##### Provided records

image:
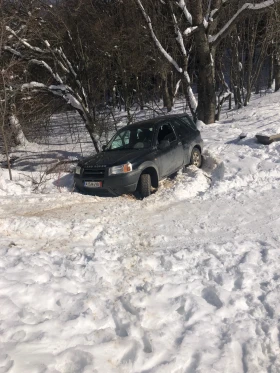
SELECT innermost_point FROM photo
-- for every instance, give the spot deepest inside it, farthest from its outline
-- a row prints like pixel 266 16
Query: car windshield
pixel 132 138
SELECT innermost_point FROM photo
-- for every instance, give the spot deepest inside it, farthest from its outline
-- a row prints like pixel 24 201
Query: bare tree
pixel 203 22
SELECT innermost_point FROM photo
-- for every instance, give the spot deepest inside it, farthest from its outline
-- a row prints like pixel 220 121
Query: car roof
pixel 156 120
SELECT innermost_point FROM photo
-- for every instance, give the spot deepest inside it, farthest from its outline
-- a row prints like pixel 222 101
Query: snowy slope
pixel 187 280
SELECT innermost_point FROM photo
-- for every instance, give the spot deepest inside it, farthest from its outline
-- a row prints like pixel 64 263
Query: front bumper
pixel 115 185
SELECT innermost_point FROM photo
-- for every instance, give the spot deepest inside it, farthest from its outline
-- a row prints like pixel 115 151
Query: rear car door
pixel 188 134
pixel 171 158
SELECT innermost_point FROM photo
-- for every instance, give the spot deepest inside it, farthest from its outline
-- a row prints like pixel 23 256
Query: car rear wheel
pixel 196 158
pixel 145 185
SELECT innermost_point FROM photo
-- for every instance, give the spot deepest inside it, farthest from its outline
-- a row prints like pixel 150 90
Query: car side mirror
pixel 164 144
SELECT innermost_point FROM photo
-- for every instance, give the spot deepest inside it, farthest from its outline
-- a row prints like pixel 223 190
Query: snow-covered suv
pixel 140 155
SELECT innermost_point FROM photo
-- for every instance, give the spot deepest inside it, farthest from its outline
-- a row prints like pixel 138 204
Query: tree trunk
pixel 6 148
pixel 167 99
pixel 270 69
pixel 17 131
pixel 206 78
pixel 277 69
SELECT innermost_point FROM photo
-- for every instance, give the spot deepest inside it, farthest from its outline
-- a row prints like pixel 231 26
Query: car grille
pixel 94 173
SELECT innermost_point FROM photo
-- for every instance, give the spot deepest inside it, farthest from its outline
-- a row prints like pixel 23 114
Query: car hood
pixel 114 157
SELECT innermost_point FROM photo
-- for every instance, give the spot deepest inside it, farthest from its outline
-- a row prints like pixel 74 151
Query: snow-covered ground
pixel 185 281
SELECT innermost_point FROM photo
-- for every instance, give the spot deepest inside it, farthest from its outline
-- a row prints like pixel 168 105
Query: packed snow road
pixel 187 280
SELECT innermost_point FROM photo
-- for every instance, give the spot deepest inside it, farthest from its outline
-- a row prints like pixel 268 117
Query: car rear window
pixel 189 123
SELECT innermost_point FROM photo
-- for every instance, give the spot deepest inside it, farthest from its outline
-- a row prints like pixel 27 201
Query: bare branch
pixel 246 8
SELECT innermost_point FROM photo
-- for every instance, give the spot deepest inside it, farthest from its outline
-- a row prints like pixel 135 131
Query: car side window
pixel 181 129
pixel 121 140
pixel 188 122
pixel 166 133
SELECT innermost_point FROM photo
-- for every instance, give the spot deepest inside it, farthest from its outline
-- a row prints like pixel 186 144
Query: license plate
pixel 93 184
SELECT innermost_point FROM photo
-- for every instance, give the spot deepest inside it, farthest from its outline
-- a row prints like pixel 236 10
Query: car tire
pixel 196 158
pixel 145 185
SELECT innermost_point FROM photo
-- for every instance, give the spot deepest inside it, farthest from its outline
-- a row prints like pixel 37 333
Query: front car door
pixel 187 133
pixel 171 158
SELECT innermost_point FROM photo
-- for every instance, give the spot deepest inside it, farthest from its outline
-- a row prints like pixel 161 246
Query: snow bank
pixel 186 280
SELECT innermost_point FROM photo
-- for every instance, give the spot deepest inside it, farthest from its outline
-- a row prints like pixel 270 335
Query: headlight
pixel 122 169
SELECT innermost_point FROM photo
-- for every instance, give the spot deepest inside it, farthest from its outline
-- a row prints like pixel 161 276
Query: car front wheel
pixel 145 185
pixel 196 158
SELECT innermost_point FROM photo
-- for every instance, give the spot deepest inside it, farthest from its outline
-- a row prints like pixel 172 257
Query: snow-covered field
pixel 185 281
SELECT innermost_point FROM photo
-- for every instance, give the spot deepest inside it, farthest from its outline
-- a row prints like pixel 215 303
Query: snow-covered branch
pixel 187 14
pixel 190 30
pixel 247 7
pixel 157 42
pixel 24 42
pixel 47 67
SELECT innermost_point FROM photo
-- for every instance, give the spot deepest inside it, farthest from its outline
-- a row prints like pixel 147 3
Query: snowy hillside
pixel 185 281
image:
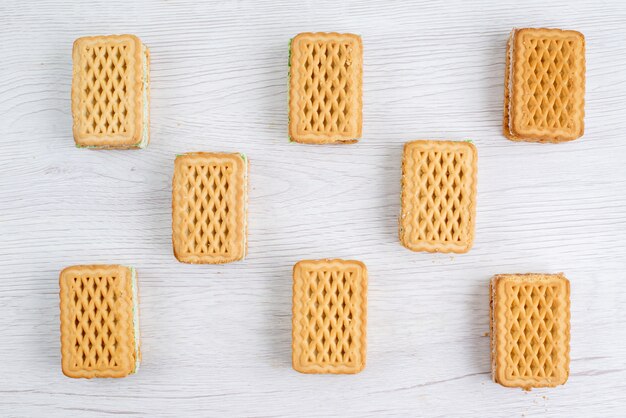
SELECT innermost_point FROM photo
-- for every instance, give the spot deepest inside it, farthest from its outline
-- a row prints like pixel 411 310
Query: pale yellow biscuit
pixel 99 321
pixel 438 202
pixel 329 316
pixel 110 92
pixel 325 98
pixel 209 207
pixel 530 329
pixel 544 97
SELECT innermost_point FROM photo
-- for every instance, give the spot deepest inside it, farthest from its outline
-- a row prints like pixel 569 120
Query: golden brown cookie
pixel 110 92
pixel 530 329
pixel 209 207
pixel 99 321
pixel 325 99
pixel 329 316
pixel 544 99
pixel 438 203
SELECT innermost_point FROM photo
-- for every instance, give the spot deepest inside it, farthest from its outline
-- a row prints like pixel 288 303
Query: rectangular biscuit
pixel 110 92
pixel 329 316
pixel 99 321
pixel 438 202
pixel 530 329
pixel 325 98
pixel 544 98
pixel 209 207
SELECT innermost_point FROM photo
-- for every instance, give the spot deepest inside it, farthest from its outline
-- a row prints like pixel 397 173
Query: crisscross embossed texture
pixel 438 196
pixel 97 330
pixel 107 91
pixel 544 85
pixel 329 316
pixel 325 88
pixel 209 197
pixel 530 329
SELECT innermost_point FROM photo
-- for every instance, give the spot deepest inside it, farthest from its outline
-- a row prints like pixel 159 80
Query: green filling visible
pixel 135 317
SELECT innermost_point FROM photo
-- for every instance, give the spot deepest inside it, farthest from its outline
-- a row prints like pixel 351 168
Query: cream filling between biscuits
pixel 144 79
pixel 510 86
pixel 135 318
pixel 493 330
pixel 245 204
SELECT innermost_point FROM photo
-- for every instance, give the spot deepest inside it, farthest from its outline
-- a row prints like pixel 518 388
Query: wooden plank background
pixel 216 339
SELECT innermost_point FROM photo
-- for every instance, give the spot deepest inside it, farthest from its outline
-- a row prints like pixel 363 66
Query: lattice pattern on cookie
pixel 107 91
pixel 325 88
pixel 531 330
pixel 209 208
pixel 438 196
pixel 329 316
pixel 547 84
pixel 97 329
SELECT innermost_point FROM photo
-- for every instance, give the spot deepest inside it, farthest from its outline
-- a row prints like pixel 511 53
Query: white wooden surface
pixel 216 339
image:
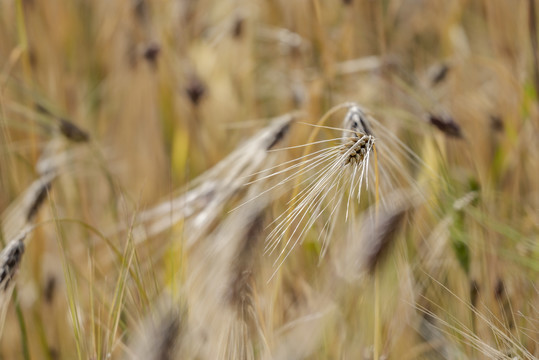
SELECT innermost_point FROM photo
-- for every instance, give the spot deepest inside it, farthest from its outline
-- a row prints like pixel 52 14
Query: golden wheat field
pixel 269 179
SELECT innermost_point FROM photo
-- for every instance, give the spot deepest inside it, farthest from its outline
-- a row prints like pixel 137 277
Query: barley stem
pixel 377 333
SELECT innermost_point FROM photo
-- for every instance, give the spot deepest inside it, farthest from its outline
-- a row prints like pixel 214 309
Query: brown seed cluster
pixel 360 145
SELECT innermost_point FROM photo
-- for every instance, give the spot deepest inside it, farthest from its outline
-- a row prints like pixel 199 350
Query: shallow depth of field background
pixel 167 89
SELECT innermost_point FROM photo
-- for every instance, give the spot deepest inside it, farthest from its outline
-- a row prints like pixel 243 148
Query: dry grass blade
pixel 212 190
pixel 161 337
pixel 23 210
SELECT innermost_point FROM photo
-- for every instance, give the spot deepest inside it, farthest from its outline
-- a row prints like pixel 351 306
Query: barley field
pixel 269 179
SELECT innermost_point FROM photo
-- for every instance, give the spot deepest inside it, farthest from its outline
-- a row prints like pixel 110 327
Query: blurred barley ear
pixel 379 235
pixel 160 339
pixel 447 125
pixel 41 195
pixel 10 259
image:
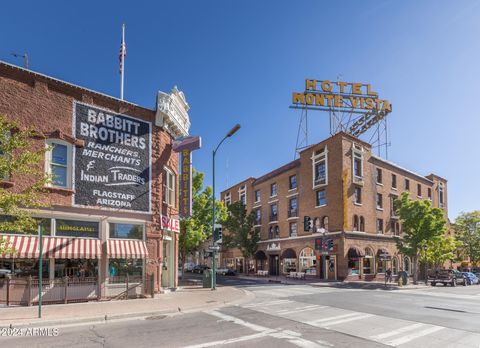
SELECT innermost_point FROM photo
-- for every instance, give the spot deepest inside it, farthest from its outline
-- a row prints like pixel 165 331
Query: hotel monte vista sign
pixel 113 168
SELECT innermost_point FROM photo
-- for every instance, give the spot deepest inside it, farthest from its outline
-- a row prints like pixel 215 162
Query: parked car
pixel 200 268
pixel 226 271
pixel 471 278
pixel 451 276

##########

* **Your instructions**:
List every line in the rows above that contains the word "branch", matching case exactly.

* **Right answer**:
Query: bare branch
Query: snow-covered branch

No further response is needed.